En el comentario anterior os anuncié que nos adentraríamos en el libro titulado “Un viejo que leía novelas de amor” de Luis Sepúlveda, pero cuando fui a recoger los ejemplares para el club me dijeron que habían sido enviados a Turquía.
Me quedé un poco contrariada, porque había solicitado y preparado su lectura y la de dos novelas más con antelación, para ganar tiempo y poder compaginar otro compromiso también literario para el que tenía fecha de entrega. Pero dicha contrariedad se disipó enseguida: me gustó el destino, adoro Estambul, y me dije que, sin duda, allí comprenderían de maravilla el universal lenguaje del tigrillo y la dignidad de los shuar.
Así que no nos queda otro remedio que practicar la selvática paciencia del protagonista y esperar con anhelo a que la novela de Sepúlveda regrese a nosotros impregnada de Bósforo y Mármara, de la misma forma que Antonio José Bolívar Proaño cada seis meses aguardaba ilusionado en El Idilio la llegada del dentista Rubicundo Loachamín con las nuevas entregas.

======

Pasa al inglés esta oración del fragmento sobre el club de lectura: «Me quedé un poco contrariada, porque había solicitado y preparado su lectura y la de dos novelas más con antelación, para ganar tiempo y poder compaginar otro compromiso también literario para el que tenía fecha de entrega».

======

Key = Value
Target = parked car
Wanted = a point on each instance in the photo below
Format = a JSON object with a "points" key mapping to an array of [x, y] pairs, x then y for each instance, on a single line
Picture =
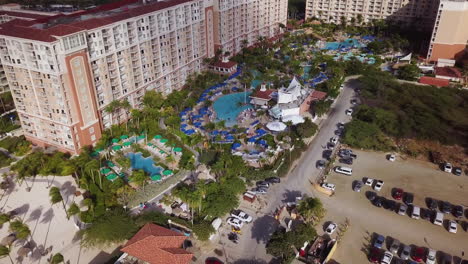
{"points": [[405, 252], [357, 186], [241, 215], [328, 186], [408, 198], [458, 211], [334, 140], [387, 258], [403, 209], [331, 228], [371, 195], [432, 203], [397, 194], [431, 256], [378, 185], [375, 255], [445, 207], [379, 240], [260, 190], [273, 180], [457, 171], [369, 181], [320, 164], [235, 222], [378, 201], [262, 184], [418, 254], [389, 204], [452, 226], [448, 167], [348, 161], [395, 246]]}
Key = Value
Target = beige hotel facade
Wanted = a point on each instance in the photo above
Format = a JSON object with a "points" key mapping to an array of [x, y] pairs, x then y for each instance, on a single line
{"points": [[64, 70]]}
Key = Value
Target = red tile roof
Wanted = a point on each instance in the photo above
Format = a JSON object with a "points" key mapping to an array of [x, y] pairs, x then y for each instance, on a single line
{"points": [[434, 81], [451, 72], [158, 245], [28, 32], [226, 65], [265, 95], [23, 14], [318, 95]]}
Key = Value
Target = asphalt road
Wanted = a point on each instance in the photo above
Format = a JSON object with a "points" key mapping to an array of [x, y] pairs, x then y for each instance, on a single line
{"points": [[251, 246]]}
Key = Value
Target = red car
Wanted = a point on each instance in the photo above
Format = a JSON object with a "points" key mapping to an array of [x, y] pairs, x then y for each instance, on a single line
{"points": [[419, 254], [398, 194], [375, 255]]}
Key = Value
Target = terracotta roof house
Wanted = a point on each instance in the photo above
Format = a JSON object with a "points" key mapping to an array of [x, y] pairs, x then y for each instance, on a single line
{"points": [[154, 244], [434, 81], [449, 73]]}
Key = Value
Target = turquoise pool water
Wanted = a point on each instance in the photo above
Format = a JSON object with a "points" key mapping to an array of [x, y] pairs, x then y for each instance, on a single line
{"points": [[345, 44], [228, 107], [146, 164]]}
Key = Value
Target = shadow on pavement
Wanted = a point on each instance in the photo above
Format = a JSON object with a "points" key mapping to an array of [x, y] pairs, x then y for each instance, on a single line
{"points": [[263, 227]]}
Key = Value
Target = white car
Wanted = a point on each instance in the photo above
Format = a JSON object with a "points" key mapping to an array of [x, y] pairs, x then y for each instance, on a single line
{"points": [[328, 186], [334, 140], [452, 226], [369, 181], [331, 228], [235, 222], [430, 258], [448, 167], [241, 215], [387, 258], [378, 185]]}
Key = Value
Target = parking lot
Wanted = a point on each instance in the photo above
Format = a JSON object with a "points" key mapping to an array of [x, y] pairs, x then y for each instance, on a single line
{"points": [[423, 179]]}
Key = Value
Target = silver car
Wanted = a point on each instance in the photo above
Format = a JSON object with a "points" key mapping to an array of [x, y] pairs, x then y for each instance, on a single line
{"points": [[405, 252]]}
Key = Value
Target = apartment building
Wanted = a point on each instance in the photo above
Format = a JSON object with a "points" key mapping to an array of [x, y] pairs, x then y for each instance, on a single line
{"points": [[64, 70], [415, 13], [449, 38], [13, 11], [239, 23]]}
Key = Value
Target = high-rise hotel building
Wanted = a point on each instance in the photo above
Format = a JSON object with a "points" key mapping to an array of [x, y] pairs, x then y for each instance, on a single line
{"points": [[64, 70]]}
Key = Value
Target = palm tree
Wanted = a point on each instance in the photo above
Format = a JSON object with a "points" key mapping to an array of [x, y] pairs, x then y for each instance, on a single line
{"points": [[5, 252], [56, 259], [56, 197], [311, 209], [21, 230]]}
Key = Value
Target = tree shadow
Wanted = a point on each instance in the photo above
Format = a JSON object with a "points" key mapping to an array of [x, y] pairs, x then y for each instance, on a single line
{"points": [[290, 196], [251, 261], [263, 227]]}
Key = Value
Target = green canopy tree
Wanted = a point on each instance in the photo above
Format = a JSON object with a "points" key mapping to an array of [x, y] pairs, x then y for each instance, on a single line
{"points": [[56, 259], [311, 209], [56, 197]]}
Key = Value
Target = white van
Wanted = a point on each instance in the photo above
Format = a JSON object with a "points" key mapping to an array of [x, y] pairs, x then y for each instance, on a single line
{"points": [[438, 219], [416, 212], [344, 170]]}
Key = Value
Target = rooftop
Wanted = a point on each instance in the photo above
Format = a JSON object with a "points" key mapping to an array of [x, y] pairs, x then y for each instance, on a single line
{"points": [[47, 28], [448, 72], [158, 245], [434, 81]]}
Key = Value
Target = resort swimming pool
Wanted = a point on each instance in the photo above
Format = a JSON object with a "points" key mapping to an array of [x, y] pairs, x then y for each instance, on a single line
{"points": [[228, 107], [342, 45], [146, 164]]}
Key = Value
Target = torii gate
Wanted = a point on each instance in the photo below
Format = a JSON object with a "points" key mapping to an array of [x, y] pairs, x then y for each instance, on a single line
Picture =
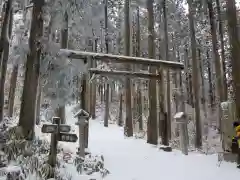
{"points": [[176, 66]]}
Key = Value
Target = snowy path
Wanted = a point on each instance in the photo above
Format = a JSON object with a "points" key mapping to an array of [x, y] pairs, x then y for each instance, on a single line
{"points": [[132, 159]]}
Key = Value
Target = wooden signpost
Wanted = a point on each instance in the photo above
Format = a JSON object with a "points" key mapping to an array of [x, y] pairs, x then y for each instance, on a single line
{"points": [[59, 132], [83, 117]]}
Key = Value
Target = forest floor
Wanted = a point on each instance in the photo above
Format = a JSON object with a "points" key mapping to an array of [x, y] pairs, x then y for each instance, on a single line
{"points": [[134, 159]]}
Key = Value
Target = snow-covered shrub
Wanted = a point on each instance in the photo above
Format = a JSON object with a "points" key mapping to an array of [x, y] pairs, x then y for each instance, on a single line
{"points": [[90, 165]]}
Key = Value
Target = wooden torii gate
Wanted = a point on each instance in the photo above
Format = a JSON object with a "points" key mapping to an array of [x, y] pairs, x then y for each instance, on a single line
{"points": [[85, 56]]}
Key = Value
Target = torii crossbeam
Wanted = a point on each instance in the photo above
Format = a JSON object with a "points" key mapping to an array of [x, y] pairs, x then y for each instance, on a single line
{"points": [[122, 59]]}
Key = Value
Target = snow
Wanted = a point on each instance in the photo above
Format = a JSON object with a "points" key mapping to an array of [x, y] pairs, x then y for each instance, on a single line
{"points": [[134, 159]]}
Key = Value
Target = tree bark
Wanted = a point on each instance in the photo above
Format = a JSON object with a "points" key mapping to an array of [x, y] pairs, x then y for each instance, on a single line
{"points": [[64, 44], [27, 112], [128, 129], [169, 108], [152, 137], [198, 140], [4, 51], [11, 96], [223, 64]]}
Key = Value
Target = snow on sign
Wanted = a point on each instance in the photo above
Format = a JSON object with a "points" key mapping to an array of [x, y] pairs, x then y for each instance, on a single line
{"points": [[52, 128], [68, 137]]}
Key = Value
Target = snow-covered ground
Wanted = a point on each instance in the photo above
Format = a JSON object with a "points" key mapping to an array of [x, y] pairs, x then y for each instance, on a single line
{"points": [[134, 159]]}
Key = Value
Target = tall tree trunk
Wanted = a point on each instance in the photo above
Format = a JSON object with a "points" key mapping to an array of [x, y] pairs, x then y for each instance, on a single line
{"points": [[220, 97], [223, 64], [139, 92], [27, 112], [152, 137], [107, 90], [93, 104], [128, 123], [11, 96], [4, 52], [120, 120], [198, 140], [169, 114], [5, 26], [234, 42], [201, 71], [210, 83], [38, 106]]}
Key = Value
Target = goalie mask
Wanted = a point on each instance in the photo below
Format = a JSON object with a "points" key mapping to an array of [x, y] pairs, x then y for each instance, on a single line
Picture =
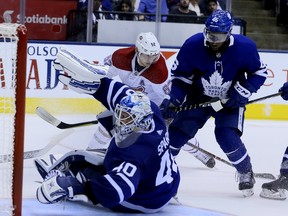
{"points": [[133, 113], [147, 48], [218, 27]]}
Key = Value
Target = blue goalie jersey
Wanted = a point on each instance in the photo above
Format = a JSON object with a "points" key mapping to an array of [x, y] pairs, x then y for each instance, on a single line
{"points": [[143, 176]]}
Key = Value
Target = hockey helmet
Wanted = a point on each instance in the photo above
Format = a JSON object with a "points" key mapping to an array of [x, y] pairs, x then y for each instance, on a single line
{"points": [[133, 113], [148, 48], [218, 26]]}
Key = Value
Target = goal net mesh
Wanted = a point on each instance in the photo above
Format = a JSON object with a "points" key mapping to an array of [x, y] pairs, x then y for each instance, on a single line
{"points": [[9, 40]]}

======

**SOLUCIÓN DEL PROBLEMA:** I was a little put out, because I had requested and prepared its reading, and that of two more novels, in advance, to save time and be able to fit in another commitment, also a literary one, for which I had a deadline.